- Page text
◇ ◇ ◇ ◇ ◇ ◇ ◇
We load all the packages used in the examples.

Attaching package ‘ggpmisc’ also attaches package ‘ggpp’ as it provides several of the geometries used by default in the statistics described below. Package ‘ggpp’ can be loaded and attached on its own, and has separate documentation.

As we will use text and labels on the plotting area we change the default theme to an uncluttered one.

old_theme <- theme_set(theme_bw())

We generate artificial data to use in examples. Here x0 is a deterministic sequence of integers in 1 \ldots 100 and both x and y are derived from it by adding Normally distributed “noise” with mean zero and standard deviation 20. Thus, the expected slope is equal to 1. yg has a deterministic difference of 10 between groups A and B.

set.seed(4457)
# generate artificial data
x0 <- 1:150
y <- x0 + rnorm(length(x0), mean = 0, sd = 15)
y2 <- x0 + rnorm(length(x0), mean = 0, sd = 20)
x <- x0 + rnorm(length(x0), mean = 0, sd = 15)
my.data <- data.frame(x0, 
                      x,
                      y,
                      y2,
                      yg = y + c(-10, 10), 
                      yg2 = y2 + c(-10, 10), 
                      group = c("A", "B"))

When and why use major axis regression

In ordinary least squares and some other approaches the assumptions about the measuring errors for x and y differ. The assumption is that x is measured without or with so small error, that measurement error can be safely attributed in whole to y. This does not mean that X is necessarily free of variation, but instead that we know without error the x value for each observation event. This situation is frequently, but not always, true for manipulative experiments where x is an independent variable controlled by the researcher.

When this assumption is not fulfilled the parameter estimates become biased. When R^2 \approx 1 the error is small, but the error increases rapidly as R^2 for a fit decreases. In the example below, R^2 > 0.8 but nontheless bias is obvious.

To demonstrate how OLS assumptions about x and y affect a linear regression fit, the next figure shows fits to the same data with formula y ~ x and x ~ y. Swapping dependent (response) and independent (explanatory) variables.
◇ ◇ ◇ ◇ ◇ ◇ ◇
- Provided material

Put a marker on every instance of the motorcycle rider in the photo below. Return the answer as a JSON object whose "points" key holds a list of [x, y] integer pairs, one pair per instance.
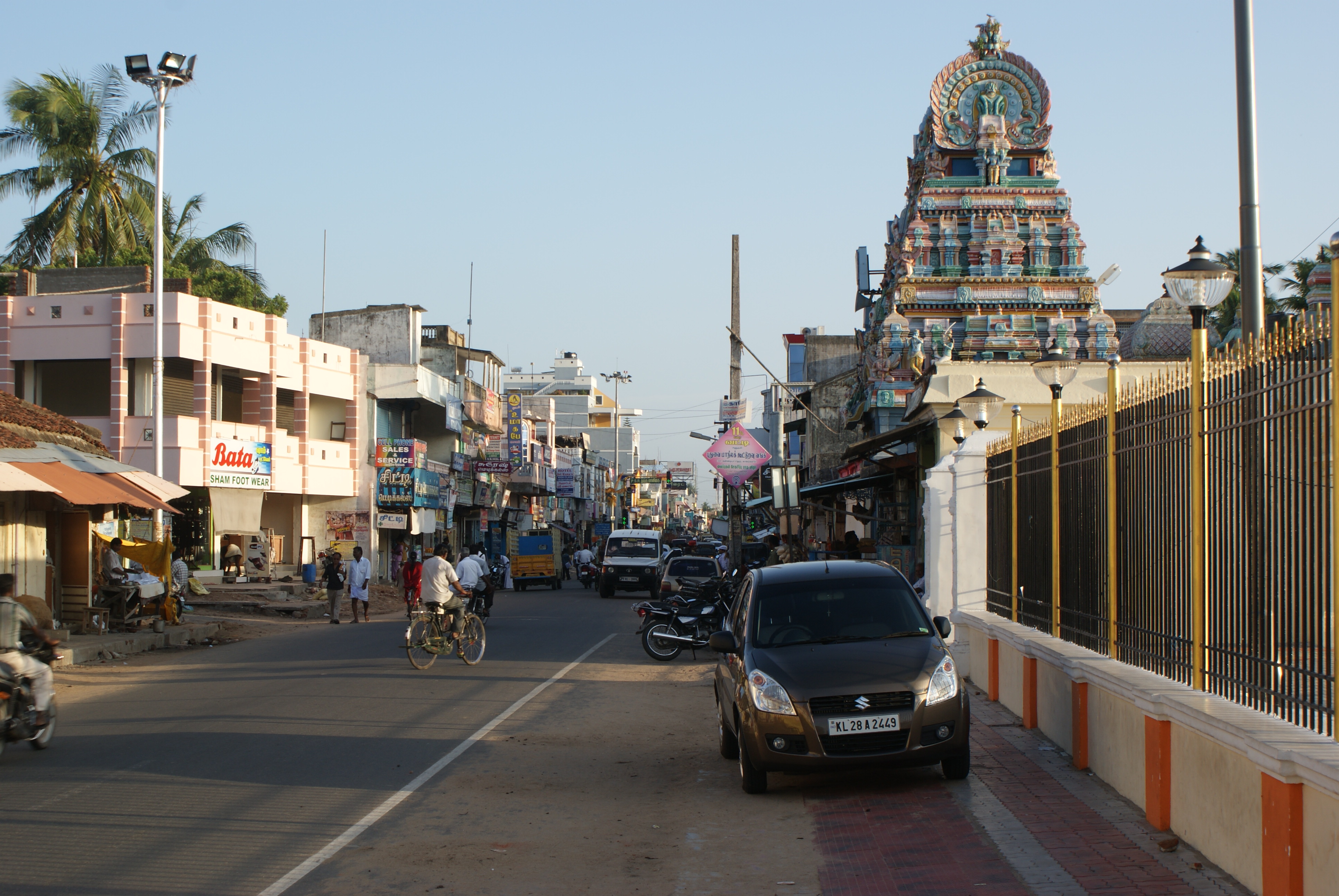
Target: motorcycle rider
{"points": [[14, 619]]}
◇ ◇ ◇ ◇ ◇ ◇ ◇
- Problems and tasks
[1] Can you rewrite the regression text from "We generate artificial" to "0, sd = 20)", replacing "artificial" with "synthetic"?
[2] In the regression text, what are the column names of the data frame my.data?

- Solution list
[1]
We generate synthetic data to use in examples. Here x0 is a deterministic sequence of integers in 1 \ldots 100 and both x and y are derived from it by adding Normally distributed “noise” with mean zero and standard deviation 20. Thus, the expected slope is equal to 1. yg has a deterministic difference of 10 between groups A and B.

set.seed(4457)
# generate synthetic data
x0 <- 1:150
y <- x0 + rnorm(length(x0), mean = 0, sd = 15)
y2 <- x0 + rnorm(length(x0), mean = 0, sd = 20)

[2] x0, x, y, y2, yg, yg2, group